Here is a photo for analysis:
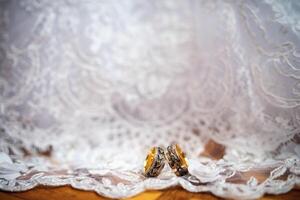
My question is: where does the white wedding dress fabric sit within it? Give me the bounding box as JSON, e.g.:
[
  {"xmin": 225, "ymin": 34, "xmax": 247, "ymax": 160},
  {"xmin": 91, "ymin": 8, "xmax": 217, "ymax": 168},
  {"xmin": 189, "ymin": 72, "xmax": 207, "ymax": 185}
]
[{"xmin": 0, "ymin": 0, "xmax": 300, "ymax": 199}]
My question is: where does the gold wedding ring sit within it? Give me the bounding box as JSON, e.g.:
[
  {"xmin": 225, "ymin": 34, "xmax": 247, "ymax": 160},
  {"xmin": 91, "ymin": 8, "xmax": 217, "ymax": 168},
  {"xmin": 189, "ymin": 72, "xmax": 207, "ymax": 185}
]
[
  {"xmin": 144, "ymin": 147, "xmax": 165, "ymax": 177},
  {"xmin": 166, "ymin": 144, "xmax": 188, "ymax": 176}
]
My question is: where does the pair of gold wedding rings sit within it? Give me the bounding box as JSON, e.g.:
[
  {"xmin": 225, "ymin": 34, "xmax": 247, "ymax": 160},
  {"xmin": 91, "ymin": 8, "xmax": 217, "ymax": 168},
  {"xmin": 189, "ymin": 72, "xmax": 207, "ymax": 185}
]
[{"xmin": 144, "ymin": 144, "xmax": 188, "ymax": 177}]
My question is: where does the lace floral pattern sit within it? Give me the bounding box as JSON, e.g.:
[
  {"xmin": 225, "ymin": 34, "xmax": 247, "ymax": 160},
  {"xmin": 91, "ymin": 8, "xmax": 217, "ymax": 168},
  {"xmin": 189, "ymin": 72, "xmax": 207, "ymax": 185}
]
[{"xmin": 0, "ymin": 0, "xmax": 300, "ymax": 198}]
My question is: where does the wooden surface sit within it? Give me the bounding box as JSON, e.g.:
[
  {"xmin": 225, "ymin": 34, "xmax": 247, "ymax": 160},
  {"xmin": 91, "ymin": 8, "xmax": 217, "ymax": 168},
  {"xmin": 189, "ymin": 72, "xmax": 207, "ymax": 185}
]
[
  {"xmin": 0, "ymin": 141, "xmax": 300, "ymax": 200},
  {"xmin": 0, "ymin": 186, "xmax": 300, "ymax": 200}
]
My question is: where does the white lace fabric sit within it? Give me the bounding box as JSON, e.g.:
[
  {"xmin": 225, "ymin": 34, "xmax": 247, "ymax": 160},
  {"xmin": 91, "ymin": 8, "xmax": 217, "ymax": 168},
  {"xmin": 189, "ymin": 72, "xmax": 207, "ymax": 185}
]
[{"xmin": 0, "ymin": 0, "xmax": 300, "ymax": 199}]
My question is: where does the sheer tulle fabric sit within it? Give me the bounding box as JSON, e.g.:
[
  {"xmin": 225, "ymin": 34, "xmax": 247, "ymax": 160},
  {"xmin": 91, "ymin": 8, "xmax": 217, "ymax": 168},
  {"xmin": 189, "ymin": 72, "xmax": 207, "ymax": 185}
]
[{"xmin": 0, "ymin": 0, "xmax": 300, "ymax": 198}]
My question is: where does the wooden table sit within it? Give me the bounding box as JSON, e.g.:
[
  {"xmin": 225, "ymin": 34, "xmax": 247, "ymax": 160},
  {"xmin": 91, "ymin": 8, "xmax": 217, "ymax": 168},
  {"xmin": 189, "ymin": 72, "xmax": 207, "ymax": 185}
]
[
  {"xmin": 0, "ymin": 141, "xmax": 300, "ymax": 200},
  {"xmin": 0, "ymin": 186, "xmax": 300, "ymax": 200}
]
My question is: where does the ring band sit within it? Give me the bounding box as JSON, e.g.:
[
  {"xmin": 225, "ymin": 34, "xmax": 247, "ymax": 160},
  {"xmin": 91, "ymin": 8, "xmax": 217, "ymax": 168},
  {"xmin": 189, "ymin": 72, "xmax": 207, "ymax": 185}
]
[
  {"xmin": 166, "ymin": 144, "xmax": 188, "ymax": 176},
  {"xmin": 144, "ymin": 147, "xmax": 165, "ymax": 177}
]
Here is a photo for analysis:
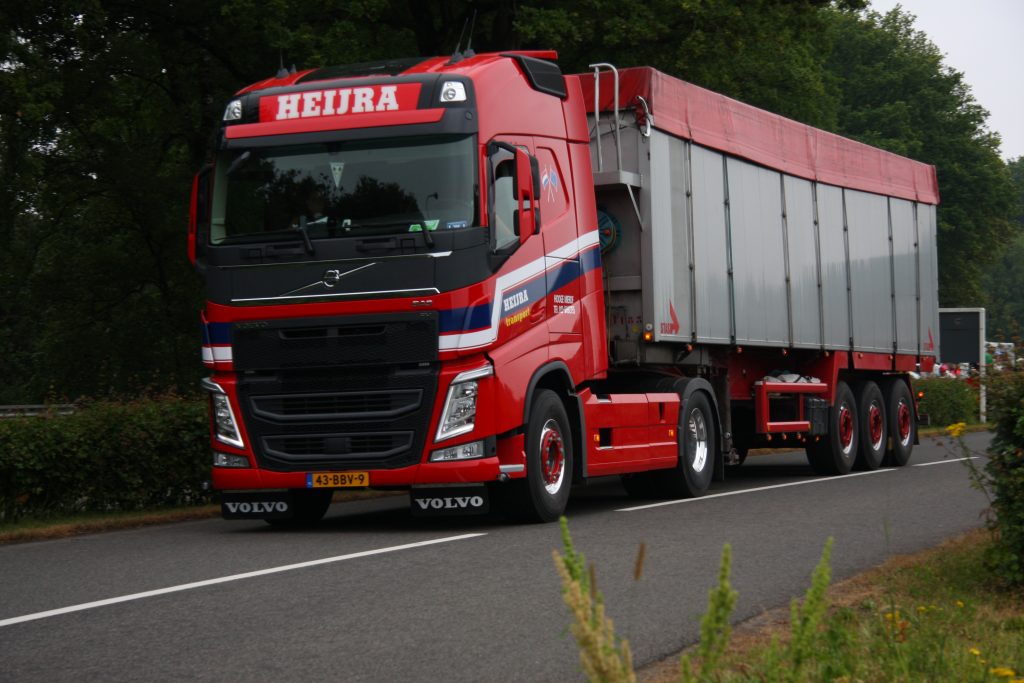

::::::

Consegna →
Calcola quante righe dei dati riportati sopra contengono la parola "does" e scrivi soltanto il numero.

Soluzione →
9